**WORK TO BE COMPLETED:** Pick out all lines in the listing holding the string "patch" and copy them.

**ENTRIES PROVIDED:**
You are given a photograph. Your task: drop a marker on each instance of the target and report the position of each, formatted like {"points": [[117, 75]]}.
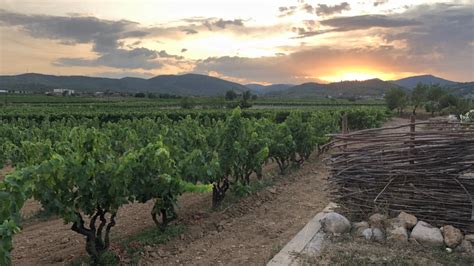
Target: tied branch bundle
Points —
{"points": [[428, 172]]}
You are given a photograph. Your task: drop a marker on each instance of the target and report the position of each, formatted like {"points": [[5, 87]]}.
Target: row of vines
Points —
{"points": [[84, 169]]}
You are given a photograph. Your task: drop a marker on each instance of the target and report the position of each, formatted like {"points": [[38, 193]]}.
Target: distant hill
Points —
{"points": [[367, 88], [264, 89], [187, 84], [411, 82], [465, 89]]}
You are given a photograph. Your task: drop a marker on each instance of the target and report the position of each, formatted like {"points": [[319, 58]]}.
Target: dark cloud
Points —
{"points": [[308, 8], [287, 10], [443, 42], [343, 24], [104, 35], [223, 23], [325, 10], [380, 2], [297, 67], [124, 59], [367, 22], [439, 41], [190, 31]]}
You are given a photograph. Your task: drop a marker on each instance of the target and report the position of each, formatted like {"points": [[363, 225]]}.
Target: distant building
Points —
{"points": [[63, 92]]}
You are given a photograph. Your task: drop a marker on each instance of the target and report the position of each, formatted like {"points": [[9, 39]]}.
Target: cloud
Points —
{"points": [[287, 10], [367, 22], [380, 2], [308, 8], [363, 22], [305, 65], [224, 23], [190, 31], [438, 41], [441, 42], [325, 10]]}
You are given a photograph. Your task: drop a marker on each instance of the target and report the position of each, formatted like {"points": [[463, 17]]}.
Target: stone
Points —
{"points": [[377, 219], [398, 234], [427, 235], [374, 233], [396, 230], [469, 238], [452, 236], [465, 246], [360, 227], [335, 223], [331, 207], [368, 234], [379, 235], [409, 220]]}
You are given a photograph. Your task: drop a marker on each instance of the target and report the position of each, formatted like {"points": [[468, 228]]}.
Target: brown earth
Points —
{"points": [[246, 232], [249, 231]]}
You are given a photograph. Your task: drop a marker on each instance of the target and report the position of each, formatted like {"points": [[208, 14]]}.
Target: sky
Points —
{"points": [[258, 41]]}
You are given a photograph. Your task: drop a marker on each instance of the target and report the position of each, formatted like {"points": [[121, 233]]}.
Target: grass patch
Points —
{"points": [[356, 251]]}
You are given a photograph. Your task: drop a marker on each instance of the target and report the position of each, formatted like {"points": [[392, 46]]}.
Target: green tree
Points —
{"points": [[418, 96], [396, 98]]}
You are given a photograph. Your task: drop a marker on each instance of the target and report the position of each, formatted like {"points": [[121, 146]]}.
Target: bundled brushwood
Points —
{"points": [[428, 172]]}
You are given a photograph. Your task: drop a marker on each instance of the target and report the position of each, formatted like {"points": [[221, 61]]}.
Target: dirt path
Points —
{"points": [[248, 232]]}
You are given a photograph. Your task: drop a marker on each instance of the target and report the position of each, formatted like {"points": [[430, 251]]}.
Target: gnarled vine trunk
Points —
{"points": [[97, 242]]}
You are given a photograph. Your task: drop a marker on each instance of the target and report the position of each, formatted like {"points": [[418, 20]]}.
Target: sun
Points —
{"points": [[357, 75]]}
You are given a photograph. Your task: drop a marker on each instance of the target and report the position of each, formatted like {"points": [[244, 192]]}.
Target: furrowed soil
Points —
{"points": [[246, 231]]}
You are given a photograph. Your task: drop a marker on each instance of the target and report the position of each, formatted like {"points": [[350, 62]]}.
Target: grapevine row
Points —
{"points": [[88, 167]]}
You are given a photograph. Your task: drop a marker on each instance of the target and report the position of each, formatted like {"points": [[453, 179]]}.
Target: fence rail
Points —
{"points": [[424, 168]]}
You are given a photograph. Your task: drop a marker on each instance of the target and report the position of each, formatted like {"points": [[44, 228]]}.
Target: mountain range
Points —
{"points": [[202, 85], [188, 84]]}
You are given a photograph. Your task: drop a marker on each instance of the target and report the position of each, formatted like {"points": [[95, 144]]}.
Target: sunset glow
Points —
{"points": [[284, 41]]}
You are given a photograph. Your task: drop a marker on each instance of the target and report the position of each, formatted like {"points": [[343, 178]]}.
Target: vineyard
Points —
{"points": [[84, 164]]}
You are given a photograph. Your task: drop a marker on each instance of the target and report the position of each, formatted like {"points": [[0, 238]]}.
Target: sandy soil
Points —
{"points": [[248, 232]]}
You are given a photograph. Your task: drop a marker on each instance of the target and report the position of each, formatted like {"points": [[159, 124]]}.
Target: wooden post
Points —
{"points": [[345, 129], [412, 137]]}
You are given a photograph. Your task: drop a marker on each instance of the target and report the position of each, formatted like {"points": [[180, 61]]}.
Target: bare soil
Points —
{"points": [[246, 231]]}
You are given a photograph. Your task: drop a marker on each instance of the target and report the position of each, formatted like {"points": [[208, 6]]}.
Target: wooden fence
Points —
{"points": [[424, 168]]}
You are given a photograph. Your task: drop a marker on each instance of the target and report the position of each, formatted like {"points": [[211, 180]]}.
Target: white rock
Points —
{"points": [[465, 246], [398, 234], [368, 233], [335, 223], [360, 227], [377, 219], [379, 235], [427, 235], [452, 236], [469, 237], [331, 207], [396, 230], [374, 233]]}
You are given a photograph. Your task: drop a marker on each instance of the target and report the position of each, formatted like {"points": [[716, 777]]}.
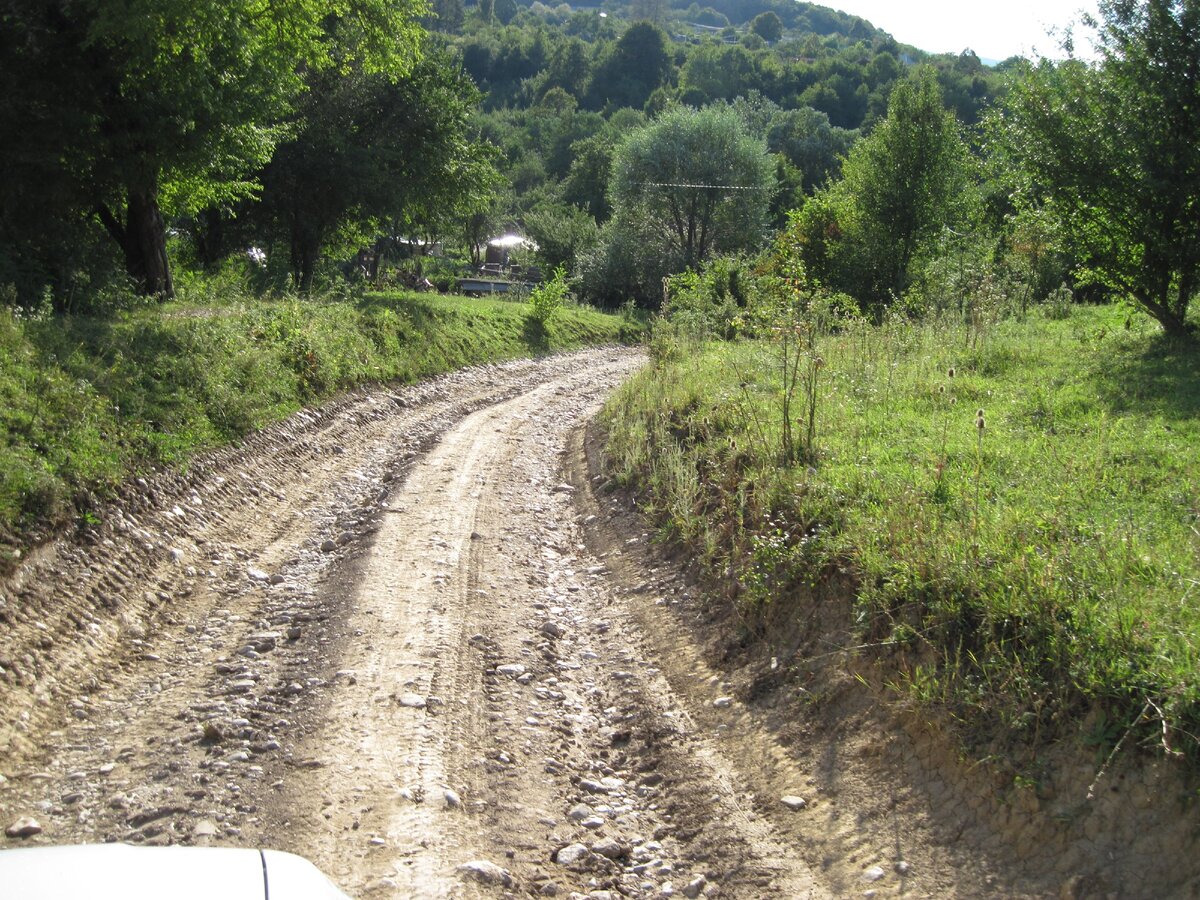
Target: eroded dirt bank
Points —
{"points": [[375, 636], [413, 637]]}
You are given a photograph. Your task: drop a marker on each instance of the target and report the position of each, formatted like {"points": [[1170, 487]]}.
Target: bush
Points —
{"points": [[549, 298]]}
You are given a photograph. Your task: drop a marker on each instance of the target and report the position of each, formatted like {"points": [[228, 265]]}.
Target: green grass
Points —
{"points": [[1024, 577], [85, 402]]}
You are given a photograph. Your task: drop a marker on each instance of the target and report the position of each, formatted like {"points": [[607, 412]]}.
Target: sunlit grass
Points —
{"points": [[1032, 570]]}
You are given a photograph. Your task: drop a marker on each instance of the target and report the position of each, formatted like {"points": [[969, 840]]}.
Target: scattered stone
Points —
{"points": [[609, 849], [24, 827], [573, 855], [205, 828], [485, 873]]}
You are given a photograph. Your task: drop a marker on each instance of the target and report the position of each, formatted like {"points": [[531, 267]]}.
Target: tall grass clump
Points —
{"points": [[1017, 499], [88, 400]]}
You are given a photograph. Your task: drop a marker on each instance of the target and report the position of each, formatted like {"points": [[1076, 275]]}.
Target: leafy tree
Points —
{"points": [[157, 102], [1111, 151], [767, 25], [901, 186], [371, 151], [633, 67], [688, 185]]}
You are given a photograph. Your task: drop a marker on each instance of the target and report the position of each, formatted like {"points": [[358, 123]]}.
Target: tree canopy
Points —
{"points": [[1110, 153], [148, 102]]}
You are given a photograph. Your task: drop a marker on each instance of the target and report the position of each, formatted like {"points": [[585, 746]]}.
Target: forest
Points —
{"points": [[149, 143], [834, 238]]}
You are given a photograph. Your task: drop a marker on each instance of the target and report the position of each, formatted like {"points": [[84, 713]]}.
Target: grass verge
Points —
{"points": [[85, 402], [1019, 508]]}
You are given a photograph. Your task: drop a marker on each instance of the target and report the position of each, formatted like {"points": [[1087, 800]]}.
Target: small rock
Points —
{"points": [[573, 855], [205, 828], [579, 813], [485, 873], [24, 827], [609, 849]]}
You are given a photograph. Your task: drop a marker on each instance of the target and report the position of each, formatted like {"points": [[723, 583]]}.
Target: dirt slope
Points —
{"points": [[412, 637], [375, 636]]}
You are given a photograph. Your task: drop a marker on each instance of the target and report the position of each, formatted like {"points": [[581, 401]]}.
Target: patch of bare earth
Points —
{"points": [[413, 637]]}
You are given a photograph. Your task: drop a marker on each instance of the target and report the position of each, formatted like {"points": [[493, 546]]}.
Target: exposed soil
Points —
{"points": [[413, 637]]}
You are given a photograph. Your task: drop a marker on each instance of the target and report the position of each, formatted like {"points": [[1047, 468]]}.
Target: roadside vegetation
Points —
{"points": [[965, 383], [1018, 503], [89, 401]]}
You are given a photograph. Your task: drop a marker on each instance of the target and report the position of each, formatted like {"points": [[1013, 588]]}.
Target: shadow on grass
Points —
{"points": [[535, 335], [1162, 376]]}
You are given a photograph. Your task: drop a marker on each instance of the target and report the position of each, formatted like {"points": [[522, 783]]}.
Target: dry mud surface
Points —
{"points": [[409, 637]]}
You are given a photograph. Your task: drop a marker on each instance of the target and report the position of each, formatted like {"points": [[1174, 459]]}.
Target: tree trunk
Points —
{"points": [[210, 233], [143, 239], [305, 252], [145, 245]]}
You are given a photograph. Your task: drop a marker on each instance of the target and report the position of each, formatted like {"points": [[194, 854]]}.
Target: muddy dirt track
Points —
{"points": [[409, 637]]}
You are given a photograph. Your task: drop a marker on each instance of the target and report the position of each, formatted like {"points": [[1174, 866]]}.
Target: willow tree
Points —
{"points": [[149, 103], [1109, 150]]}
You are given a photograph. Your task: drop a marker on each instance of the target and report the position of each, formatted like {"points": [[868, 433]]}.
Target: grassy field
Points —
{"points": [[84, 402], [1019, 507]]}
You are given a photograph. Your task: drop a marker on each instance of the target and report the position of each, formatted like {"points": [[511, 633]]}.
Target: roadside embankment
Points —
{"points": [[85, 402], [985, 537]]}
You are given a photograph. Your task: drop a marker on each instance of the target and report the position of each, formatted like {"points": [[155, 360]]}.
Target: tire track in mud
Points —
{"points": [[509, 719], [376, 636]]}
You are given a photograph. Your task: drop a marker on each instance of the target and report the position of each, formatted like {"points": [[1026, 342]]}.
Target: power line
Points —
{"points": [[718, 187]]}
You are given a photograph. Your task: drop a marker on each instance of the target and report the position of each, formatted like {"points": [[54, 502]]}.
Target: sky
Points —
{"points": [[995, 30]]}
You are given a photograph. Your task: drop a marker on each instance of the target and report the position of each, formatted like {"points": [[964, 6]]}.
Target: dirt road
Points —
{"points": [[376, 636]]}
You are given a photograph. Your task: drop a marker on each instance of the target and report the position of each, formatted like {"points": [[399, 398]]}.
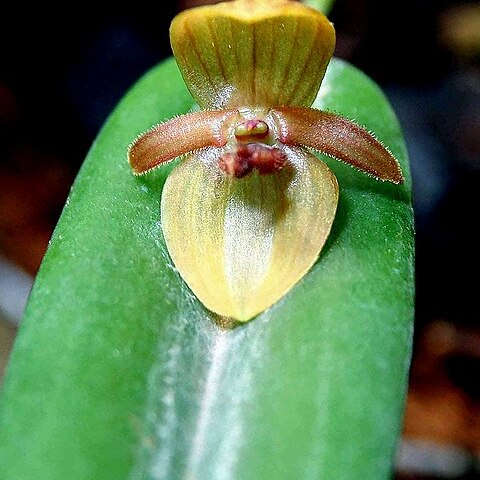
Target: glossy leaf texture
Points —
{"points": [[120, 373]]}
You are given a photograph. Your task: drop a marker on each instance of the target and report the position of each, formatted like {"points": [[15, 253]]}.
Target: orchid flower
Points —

**ANSWER BELOW:**
Target: grass patch
Target: patch of bare earth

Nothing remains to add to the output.